**Instructions for the task:** Beginning with the line containing "Target: lab coat sleeve" and ending with the last line of the records, set down every line exactly.

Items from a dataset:
____
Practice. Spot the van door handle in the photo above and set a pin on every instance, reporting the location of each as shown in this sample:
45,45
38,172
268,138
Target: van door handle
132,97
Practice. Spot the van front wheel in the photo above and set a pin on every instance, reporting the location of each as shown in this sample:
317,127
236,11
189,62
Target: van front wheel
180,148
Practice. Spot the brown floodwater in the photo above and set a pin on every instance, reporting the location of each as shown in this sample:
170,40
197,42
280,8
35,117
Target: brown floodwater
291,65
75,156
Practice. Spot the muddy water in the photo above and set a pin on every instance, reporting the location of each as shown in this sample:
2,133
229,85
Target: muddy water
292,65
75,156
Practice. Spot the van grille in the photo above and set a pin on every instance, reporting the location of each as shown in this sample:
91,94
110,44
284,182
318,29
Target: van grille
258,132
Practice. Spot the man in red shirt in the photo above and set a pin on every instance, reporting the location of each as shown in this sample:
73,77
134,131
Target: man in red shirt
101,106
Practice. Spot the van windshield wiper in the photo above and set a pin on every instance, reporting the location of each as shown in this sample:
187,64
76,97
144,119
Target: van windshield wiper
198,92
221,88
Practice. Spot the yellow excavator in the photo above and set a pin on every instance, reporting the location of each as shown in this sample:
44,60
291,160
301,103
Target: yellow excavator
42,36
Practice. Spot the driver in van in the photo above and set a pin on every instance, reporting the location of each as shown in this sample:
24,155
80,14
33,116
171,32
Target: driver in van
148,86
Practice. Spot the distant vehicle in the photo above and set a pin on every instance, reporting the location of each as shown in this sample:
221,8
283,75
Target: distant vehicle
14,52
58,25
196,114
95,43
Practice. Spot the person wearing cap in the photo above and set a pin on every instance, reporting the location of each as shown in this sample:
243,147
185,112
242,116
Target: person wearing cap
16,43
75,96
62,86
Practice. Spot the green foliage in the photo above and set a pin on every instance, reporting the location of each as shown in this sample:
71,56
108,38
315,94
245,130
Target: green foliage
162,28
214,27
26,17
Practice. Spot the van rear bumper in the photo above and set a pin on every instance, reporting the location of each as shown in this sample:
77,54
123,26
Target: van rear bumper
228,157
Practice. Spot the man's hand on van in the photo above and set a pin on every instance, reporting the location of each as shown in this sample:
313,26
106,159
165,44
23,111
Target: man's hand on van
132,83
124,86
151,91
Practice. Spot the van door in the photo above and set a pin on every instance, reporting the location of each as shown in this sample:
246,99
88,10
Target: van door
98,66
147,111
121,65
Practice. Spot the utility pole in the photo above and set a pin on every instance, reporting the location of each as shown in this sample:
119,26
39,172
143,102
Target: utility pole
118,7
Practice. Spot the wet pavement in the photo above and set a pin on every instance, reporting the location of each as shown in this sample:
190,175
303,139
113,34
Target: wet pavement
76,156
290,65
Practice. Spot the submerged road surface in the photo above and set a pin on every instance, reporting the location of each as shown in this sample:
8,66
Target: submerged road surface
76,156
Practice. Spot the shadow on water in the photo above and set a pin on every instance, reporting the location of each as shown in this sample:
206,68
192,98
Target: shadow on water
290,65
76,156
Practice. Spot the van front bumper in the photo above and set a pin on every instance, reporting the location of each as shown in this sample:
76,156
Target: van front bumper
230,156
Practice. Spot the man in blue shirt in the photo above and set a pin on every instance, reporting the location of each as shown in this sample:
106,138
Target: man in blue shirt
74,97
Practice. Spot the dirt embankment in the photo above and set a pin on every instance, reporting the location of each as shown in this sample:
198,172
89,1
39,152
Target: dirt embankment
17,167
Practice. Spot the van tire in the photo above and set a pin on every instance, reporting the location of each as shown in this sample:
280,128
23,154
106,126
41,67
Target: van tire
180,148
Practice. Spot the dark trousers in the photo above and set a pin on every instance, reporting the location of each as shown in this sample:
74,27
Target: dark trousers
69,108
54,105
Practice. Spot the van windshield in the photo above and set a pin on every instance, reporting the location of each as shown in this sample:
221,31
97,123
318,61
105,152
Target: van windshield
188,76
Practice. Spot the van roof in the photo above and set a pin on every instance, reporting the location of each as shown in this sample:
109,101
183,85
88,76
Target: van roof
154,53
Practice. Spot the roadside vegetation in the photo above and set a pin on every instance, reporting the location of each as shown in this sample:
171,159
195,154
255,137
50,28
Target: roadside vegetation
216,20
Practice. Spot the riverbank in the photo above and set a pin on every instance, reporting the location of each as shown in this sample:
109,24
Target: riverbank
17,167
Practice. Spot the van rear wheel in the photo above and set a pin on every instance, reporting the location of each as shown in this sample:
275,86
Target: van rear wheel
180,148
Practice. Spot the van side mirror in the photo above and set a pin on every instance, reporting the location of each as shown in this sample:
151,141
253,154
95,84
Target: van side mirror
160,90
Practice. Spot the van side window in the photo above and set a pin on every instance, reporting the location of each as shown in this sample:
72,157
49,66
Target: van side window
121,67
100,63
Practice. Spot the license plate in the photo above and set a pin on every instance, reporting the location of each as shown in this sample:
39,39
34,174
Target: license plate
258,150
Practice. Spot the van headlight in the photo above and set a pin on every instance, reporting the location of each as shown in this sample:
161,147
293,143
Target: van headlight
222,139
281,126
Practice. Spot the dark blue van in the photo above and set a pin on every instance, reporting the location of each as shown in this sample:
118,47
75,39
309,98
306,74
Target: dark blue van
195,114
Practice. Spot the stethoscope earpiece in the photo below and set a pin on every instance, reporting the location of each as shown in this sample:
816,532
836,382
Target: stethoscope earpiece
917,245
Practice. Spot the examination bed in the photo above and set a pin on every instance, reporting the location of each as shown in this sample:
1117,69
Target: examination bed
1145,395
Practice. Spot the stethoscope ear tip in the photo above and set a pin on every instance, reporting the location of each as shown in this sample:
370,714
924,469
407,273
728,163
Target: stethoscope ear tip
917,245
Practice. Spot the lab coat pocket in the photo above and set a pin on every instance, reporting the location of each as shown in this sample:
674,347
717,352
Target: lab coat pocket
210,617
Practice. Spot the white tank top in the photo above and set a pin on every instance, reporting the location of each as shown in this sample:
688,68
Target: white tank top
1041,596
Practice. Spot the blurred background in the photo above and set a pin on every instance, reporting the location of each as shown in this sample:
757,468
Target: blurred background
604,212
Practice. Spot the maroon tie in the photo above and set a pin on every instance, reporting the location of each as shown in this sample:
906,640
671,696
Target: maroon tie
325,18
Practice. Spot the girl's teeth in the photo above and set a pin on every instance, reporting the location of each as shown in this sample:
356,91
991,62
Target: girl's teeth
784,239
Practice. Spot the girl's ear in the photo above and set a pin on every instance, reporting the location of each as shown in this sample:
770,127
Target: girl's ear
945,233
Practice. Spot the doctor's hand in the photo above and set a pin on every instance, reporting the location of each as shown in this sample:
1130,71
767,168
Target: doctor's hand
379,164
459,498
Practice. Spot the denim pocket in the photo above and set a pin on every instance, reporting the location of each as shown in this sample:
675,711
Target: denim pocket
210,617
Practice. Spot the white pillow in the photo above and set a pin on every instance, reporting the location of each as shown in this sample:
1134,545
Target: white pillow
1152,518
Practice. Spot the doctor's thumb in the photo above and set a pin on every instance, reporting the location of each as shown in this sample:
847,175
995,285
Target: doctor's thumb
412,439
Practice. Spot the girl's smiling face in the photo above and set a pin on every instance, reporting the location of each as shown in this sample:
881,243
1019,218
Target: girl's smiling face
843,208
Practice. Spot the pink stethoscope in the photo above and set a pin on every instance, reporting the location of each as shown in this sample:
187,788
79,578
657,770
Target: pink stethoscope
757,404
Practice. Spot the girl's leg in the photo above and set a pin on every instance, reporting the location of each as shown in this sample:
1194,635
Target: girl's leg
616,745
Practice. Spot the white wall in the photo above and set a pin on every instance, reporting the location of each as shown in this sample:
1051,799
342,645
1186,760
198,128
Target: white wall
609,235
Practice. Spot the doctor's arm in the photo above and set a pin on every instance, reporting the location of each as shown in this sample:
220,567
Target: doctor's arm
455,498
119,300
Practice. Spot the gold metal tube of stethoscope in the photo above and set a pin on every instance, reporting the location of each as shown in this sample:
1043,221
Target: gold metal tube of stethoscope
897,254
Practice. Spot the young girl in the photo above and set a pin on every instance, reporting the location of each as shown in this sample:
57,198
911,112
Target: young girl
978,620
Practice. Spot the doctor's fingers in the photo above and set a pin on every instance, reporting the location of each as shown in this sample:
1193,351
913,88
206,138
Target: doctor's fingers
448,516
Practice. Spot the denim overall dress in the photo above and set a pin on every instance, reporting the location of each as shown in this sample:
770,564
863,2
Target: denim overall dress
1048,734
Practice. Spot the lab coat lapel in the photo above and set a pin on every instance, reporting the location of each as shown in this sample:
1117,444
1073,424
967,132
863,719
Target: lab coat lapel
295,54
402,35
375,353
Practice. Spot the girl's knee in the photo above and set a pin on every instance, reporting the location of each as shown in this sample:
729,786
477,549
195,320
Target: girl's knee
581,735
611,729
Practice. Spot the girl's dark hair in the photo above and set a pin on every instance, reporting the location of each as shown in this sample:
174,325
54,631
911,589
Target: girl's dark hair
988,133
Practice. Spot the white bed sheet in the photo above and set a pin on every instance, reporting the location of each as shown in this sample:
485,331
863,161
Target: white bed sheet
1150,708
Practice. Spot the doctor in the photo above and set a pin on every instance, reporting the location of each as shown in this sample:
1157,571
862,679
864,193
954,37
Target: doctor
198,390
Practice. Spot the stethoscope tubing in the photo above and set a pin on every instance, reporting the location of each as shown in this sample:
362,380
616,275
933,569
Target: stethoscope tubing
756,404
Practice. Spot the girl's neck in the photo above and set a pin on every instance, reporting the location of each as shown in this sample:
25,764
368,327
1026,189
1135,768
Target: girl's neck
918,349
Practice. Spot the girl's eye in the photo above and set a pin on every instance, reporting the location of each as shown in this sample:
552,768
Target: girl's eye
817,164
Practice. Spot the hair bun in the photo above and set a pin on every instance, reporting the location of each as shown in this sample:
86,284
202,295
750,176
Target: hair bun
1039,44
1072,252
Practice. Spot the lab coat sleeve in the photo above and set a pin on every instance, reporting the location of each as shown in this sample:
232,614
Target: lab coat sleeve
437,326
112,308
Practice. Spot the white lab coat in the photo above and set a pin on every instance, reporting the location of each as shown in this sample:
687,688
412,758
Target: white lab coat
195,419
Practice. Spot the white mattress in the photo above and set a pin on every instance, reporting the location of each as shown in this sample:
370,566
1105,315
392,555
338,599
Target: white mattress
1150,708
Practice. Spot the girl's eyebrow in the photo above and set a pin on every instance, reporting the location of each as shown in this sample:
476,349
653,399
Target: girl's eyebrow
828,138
____
**Solution for this task:**
Target: lab coat sleeve
437,326
112,308
Practice. Spot the white lab coat in the photo above and set a pin on every instance, reporting the location of each as shown in this sample:
687,688
412,758
Target: white lab coat
195,419
Practice. Spot the white mattress in the photo above and set a pin on every instance, reporting the location of each as shown in this sample:
370,566
1105,315
392,555
338,599
Target: white mattress
1150,708
Practice. Spot the girl's eyebrow in the photo above and set a pin on every instance, reporting the location of each as shown in this sample:
476,349
653,399
Target: girl's eyebrow
828,138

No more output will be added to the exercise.